▶ _PASSAGE EXTRAIT_
....................
CA Paris, Pôle 4 - ch. 8, 1 juin 2017, n° 16/09218
PARIS
Arrêt
Confirmation
COMPOSITION DE LA JURIDICTION
Président :
Hirigoyen
Conseiller :
Malfre
Faits, procédure et prétentions des parties
Par jugement du 14 novembre 1996, le tribunal de commerce de Bobigny a condamné M. Y X, en sa qualité de caution de la Sarl RGH dont il était gérant, à payer au Crédit lyonnais la somme de 77 808,57 francs (11 861,84 euros) majorée des intérêts au taux légal à compter de l'assignation, celle de 500 000 francs (76 224,50 euros) majorée des intérêts au taux légal à compter de l'assignation, et celle de 6 000 francs (914,69 euros ) au titre de l'article 700 du code de procédure civile.
Par arrêt du 27 novembre 1998, la cour d'appel de ce siège a confirmé partiellement ce jugement et, statuant à nouveau, a condamné M. X à payer au Crédit lyonnais la somme de 500 000 francs (76 224,50 euros) avec intérêts au taux légal à compter du 26 décembre 1995 et a dit que les intérêts échus pour une année entière au 31 octobre 1997 se capitaliseraient à cette date pour porter eux-même intérêts au taux légal.
En vertu de cet arrêt signifié le 11 janvier 1999, et selon acte d'huissier du 4 septembre 2015, la société MCS et associés (la société MCS), venant aux droits du Crédit lyonnais, a fait pratiquer une saisie-attribution entre les mains du Crédit lyonnais au préjudice de M. X pour paiement de la somme de 279 393,94 euros en principal, intérêts et frais.
Cette saisie a été dénoncée le 7 septembre 2015 à M. X qui l'a contestée selon assignation du 2 octobre 2015.
....................
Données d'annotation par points

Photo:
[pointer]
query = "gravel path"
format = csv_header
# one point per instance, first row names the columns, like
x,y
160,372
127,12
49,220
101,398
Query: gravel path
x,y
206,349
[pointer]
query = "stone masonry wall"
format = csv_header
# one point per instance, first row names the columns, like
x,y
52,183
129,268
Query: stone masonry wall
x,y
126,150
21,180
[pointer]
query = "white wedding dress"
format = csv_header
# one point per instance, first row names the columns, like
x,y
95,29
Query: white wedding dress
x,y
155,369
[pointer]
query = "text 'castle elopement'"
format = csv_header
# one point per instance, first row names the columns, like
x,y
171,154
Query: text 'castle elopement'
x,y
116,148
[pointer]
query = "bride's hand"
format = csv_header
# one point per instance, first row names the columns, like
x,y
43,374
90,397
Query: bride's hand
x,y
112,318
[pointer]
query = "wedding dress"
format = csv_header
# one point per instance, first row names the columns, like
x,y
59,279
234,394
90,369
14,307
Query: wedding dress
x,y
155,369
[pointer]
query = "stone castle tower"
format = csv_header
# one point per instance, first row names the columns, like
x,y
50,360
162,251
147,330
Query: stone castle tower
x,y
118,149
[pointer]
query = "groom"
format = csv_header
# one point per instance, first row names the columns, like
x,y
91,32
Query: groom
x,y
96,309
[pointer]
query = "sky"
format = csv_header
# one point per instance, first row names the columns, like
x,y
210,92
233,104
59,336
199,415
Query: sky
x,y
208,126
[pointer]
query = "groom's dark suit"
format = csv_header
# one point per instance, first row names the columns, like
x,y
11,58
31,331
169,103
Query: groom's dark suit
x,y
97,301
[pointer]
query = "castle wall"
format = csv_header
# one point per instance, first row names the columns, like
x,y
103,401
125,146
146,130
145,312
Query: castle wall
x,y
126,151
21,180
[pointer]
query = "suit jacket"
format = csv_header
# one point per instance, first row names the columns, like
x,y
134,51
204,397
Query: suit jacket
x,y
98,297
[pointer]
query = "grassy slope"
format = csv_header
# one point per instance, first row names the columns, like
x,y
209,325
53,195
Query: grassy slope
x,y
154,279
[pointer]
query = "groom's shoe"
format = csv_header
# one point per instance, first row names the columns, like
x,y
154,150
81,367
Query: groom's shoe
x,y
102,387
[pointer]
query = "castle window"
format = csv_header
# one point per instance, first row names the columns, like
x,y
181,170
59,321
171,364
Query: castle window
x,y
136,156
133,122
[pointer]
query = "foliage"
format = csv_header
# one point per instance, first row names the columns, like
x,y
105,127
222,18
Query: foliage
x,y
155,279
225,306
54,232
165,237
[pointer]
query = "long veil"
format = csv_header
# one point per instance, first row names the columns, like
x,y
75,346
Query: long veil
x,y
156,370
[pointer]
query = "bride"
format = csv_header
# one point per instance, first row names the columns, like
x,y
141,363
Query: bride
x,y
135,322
....................
▶ _CONSIGNE DONNÉE A_
Sélectionnez chaque ligne des enregistrements qui contient le mot "castle", en respectant la casse.
▶ _CONSIGNE DONNÉE B_
Écrivez la suite de l'arrêt de la cour d'appel de Paris sur la saisie-attribution, à partir de l'endroit où il s'interrompt.

▶ _RÉPONSE RÉDIGÉE A_
query = "text 'castle elopement'"
Query: text 'castle elopement'
query = "stone castle tower"
Query: stone castle tower
query = "castle wall"
Query: castle wall
query = "castle window"
Query: castle window

▶ _RÉPONSE RÉDIGÉE B_
Par jugement du 22 mars 2016, le juge de l'exécution du tribunal de grande instance de Bobigny a rejeté la contestation de M. X, a débouté les parties du surplus de leurs demandes et a condamné M. X à payer à la société MCS la somme de 1 000 euros au titre de l'article 700 du code de procédure civile ainsi qu'aux dépens.
M. X a relevé appel de ce jugement selon déclaration du 20 avril 2016.
Par dernières conclusions du 19 juillet 2016, il demande à la cour d'infirmer le jugement, d'ordonner la mainlevée de la saisie-attribution pratiquée à son encontre le 4 septembre 2015 et de condamner la société MCS à lui payer la somme de 2 000 euros au titre de l'article 700 du code de procédure civile ainsi qu'aux entiers dépens dont distraction au profit de la Selarl Raison Carnel conformément aux dispositions de l'article 699 du code de procédure civile.
Par dernières conclusions du 5 août 2016, la société MCS demande à la cour de confirmer le jugement et, y ajoutant, de condamner M. X à lui payer la somme de 3 000 euros au titre de l'article 700 du code de procédure civile, de le débouter de l'ensemble de ses demandes et de le condamner aux dépens dont distraction au profit de Maître Céline Netthavongs conformément aux dispositions de l'article 699 du code de procédure civile.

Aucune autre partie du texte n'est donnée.